Work instructions: Your copy runs from the line containing "Please tag the white snow" through the last line of the listing, both included. Restate those lines word for word and leave out pictures.
########
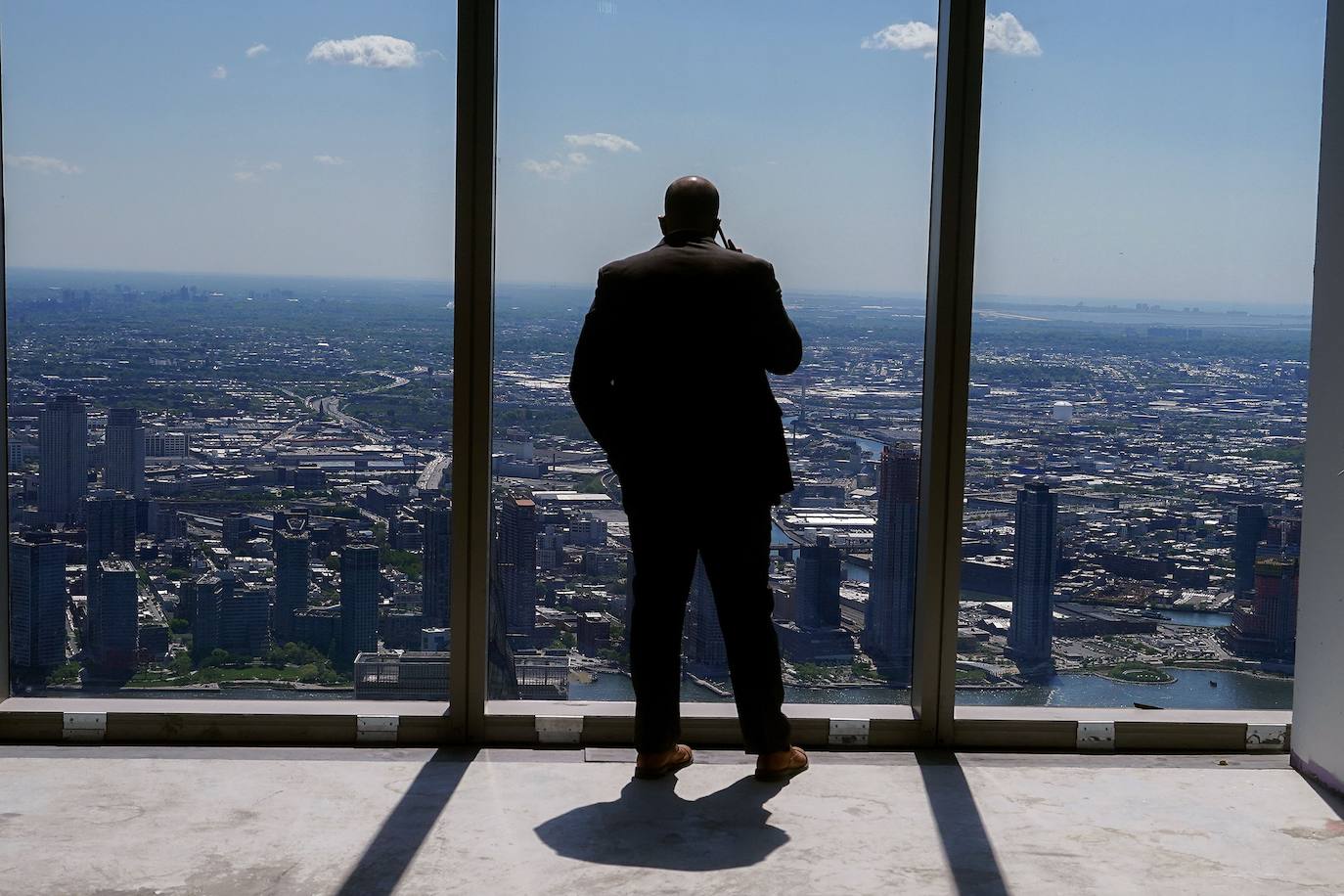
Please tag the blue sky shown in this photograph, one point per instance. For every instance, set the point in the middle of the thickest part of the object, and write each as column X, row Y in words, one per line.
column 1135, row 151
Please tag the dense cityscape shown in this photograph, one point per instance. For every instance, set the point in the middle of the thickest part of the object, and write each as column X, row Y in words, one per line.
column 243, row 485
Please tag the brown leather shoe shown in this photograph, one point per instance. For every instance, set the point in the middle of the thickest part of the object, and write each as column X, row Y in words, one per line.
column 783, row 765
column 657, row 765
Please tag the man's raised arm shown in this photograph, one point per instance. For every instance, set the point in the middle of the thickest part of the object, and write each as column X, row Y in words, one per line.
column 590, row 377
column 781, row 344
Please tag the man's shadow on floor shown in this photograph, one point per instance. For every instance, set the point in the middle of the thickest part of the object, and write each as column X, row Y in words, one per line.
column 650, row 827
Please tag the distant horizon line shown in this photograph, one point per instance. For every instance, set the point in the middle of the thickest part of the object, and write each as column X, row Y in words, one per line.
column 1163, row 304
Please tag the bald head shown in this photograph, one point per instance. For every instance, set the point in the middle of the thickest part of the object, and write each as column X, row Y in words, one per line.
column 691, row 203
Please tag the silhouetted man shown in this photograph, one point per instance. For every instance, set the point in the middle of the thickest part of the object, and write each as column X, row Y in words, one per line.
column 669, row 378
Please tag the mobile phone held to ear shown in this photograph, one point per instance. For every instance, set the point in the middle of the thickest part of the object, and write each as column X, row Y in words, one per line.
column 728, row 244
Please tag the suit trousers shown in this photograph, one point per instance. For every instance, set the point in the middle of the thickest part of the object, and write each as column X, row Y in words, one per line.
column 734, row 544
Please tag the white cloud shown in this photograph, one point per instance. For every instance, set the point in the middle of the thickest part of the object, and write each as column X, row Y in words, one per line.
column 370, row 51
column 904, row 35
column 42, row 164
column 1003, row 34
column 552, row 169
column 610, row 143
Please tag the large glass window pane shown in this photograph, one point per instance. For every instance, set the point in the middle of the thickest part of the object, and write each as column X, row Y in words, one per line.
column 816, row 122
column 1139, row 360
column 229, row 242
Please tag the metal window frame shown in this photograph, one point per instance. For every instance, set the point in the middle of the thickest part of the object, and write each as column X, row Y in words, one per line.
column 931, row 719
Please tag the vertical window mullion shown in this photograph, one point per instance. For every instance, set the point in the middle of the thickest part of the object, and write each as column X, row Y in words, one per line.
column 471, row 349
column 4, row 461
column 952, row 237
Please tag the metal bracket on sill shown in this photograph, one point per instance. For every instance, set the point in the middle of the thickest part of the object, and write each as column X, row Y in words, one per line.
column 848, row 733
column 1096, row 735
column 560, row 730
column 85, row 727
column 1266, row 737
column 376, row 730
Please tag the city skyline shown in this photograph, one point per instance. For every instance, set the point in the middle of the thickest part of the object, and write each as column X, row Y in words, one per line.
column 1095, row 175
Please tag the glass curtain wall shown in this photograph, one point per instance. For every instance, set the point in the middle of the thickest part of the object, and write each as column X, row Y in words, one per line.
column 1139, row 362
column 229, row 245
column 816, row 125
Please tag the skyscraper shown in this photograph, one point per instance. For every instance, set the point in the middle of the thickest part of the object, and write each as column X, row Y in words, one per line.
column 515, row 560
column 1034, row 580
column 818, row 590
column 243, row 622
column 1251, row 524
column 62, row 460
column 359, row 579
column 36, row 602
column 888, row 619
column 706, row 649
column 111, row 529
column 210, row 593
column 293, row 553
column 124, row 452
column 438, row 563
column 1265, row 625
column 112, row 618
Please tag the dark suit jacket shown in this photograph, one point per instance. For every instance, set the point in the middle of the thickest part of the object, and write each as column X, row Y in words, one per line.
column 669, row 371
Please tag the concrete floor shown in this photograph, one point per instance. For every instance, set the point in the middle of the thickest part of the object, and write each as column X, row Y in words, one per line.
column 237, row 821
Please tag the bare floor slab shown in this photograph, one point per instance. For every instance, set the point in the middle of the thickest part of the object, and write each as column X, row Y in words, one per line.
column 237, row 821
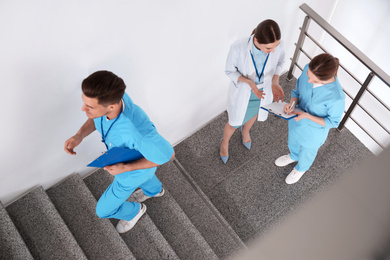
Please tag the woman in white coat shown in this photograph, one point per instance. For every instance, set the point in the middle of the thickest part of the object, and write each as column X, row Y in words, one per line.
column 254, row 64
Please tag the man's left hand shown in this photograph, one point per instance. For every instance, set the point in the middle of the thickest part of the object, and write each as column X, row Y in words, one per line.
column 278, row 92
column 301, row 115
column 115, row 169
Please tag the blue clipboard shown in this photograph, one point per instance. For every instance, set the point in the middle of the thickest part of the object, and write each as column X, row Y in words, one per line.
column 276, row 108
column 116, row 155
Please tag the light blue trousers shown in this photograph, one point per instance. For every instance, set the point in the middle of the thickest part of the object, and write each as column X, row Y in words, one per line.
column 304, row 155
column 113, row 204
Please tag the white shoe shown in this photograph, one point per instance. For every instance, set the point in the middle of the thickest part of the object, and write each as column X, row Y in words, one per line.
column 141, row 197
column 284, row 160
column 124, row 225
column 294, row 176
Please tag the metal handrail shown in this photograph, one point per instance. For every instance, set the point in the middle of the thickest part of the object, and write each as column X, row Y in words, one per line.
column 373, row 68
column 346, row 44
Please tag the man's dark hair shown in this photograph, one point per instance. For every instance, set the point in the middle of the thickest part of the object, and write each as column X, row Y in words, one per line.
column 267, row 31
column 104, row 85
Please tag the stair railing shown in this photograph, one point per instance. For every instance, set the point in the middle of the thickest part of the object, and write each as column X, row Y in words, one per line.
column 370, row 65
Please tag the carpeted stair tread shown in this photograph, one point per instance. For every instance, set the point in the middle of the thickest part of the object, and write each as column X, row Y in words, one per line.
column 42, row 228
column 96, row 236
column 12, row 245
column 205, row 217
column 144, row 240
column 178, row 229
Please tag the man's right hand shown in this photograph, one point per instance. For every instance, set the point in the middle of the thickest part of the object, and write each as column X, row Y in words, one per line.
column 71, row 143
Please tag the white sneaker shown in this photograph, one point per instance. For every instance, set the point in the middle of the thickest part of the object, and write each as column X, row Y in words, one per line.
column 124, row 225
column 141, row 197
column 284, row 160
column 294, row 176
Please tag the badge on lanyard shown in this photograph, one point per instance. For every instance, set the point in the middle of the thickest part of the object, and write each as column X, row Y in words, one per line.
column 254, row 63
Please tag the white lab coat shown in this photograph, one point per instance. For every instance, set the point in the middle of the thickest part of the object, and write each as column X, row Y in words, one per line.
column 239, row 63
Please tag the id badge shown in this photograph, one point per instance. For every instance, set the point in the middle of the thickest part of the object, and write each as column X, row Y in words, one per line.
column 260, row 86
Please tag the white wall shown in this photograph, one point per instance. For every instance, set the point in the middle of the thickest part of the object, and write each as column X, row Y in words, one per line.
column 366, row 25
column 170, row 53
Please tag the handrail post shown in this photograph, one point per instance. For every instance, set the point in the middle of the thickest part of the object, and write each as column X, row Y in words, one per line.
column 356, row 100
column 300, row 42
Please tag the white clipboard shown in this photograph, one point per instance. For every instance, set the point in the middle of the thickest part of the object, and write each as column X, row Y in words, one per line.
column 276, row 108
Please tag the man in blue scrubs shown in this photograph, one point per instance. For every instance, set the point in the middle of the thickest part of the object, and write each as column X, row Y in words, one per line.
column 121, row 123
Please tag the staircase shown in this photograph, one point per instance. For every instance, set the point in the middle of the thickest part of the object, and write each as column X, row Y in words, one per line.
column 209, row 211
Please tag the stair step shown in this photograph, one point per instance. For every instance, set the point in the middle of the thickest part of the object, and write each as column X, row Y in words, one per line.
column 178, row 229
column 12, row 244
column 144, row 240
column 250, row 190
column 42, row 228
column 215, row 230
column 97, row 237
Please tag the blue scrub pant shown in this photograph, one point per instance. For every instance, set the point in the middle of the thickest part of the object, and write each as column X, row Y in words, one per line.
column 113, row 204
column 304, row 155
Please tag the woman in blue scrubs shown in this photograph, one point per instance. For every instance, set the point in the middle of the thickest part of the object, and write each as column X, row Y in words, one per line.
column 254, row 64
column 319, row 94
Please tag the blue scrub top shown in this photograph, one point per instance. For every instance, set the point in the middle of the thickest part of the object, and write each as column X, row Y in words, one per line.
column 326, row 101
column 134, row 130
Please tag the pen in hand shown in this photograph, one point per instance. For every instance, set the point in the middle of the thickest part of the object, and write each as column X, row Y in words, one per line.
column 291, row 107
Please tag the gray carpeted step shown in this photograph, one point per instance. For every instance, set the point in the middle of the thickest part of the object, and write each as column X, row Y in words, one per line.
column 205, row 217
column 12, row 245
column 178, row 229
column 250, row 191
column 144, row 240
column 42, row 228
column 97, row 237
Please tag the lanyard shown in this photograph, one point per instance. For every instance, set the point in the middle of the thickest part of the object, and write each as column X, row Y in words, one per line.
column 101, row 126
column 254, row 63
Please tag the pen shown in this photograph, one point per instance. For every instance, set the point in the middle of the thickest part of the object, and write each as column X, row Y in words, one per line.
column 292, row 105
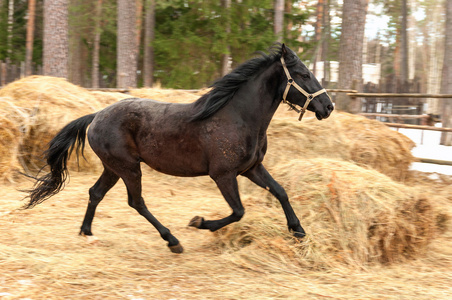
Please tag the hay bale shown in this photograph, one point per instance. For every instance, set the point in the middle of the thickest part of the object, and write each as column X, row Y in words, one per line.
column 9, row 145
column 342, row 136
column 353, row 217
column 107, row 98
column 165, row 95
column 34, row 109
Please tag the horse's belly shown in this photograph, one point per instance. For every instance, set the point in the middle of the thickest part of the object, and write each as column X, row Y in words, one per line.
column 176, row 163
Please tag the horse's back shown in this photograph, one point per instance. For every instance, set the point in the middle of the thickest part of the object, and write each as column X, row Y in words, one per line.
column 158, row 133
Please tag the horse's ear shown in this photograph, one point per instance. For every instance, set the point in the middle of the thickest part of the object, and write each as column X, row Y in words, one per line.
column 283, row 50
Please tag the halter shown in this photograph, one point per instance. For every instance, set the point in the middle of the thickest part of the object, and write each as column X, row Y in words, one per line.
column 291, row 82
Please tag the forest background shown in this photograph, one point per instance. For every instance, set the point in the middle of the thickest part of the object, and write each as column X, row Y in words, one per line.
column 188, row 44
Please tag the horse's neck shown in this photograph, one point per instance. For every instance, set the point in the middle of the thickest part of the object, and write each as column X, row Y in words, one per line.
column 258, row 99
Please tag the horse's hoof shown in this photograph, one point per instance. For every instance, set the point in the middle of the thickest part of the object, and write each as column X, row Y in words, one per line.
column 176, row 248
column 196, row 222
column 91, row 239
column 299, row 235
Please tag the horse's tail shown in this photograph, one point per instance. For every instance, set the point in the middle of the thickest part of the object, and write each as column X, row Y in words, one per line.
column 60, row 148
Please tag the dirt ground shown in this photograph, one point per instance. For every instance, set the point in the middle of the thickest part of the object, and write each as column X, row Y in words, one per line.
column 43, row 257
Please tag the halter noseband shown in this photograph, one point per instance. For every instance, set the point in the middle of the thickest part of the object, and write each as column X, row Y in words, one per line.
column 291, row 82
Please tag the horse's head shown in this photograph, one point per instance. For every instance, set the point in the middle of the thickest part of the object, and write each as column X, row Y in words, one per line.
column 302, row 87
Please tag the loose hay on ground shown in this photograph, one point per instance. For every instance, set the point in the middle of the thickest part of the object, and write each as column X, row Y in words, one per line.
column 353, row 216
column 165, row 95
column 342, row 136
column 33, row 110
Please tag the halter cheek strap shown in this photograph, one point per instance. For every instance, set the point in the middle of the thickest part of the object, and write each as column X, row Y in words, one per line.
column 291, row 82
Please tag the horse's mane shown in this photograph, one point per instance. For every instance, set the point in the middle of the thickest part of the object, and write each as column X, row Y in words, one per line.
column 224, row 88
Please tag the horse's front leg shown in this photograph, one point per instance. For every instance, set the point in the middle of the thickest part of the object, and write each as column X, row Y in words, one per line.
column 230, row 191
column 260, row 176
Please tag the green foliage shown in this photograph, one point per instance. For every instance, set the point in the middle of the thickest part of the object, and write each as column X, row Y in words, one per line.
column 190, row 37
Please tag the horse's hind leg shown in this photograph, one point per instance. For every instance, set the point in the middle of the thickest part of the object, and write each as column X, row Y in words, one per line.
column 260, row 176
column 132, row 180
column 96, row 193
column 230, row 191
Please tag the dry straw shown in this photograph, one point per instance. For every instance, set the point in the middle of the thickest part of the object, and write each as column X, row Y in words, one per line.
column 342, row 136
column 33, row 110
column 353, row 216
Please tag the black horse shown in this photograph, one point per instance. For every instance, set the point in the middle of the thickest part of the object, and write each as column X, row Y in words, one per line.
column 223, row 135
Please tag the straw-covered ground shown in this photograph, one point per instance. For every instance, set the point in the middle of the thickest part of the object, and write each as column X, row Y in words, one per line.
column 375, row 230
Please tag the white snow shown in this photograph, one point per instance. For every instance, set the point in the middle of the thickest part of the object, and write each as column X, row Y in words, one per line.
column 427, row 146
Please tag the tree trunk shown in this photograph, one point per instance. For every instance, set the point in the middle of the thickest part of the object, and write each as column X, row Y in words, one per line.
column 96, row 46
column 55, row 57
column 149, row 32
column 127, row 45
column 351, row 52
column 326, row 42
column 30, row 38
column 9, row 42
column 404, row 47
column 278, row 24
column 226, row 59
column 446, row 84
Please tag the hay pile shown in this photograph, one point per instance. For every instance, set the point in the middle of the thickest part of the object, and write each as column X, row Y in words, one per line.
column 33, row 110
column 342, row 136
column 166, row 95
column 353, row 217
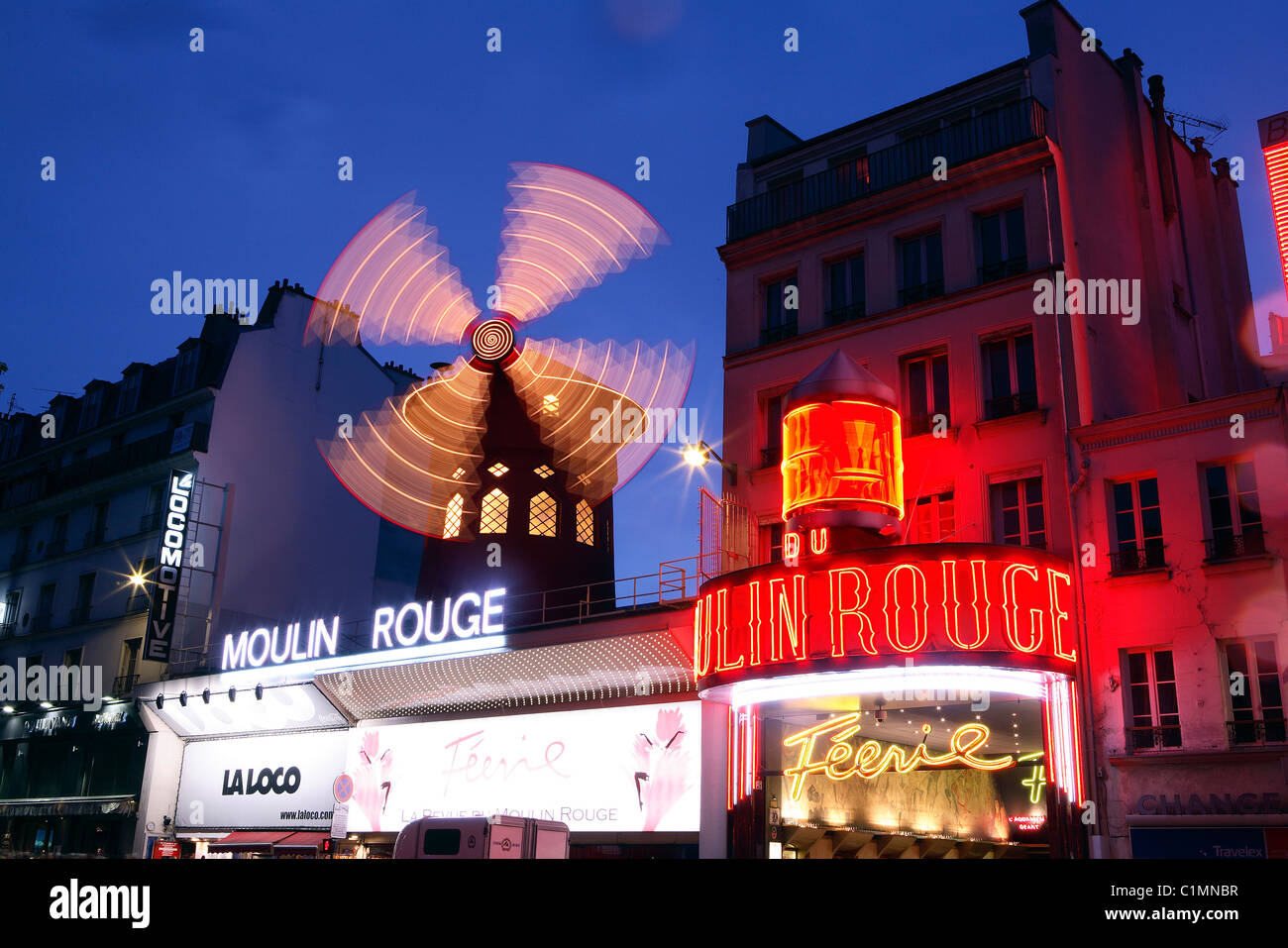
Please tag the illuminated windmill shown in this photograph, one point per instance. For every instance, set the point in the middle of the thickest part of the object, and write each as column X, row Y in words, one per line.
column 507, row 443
########
Solution:
Please tag the white snow shown in this photograph, one point per instance. For every instance, set the point in the middle of the thickest part of the object, and write each as column X, row Y in words, one per line.
column 427, row 146
Please tag the tree trunk shown in this photograph, one point per instance. For every instance, set the point in the middle of the thickest part of the object, and write each as column X, row Y in words, one per line.
column 96, row 46
column 55, row 57
column 149, row 32
column 127, row 45
column 351, row 52
column 326, row 42
column 30, row 38
column 9, row 42
column 404, row 47
column 278, row 24
column 226, row 59
column 446, row 84
Please tag the hay pile shown in this photograph, one point per instance. For every instance, set the point in the middle of the thickest part of the object, and write each as column X, row Y in words, one per line.
column 33, row 110
column 342, row 136
column 166, row 95
column 353, row 217
Please tag the illuminated windmill shown in this photograph, one point per instance. For every instance, set the point in the middle of the thickest part of the object, and write each as column X, row Y in words, one per line.
column 507, row 443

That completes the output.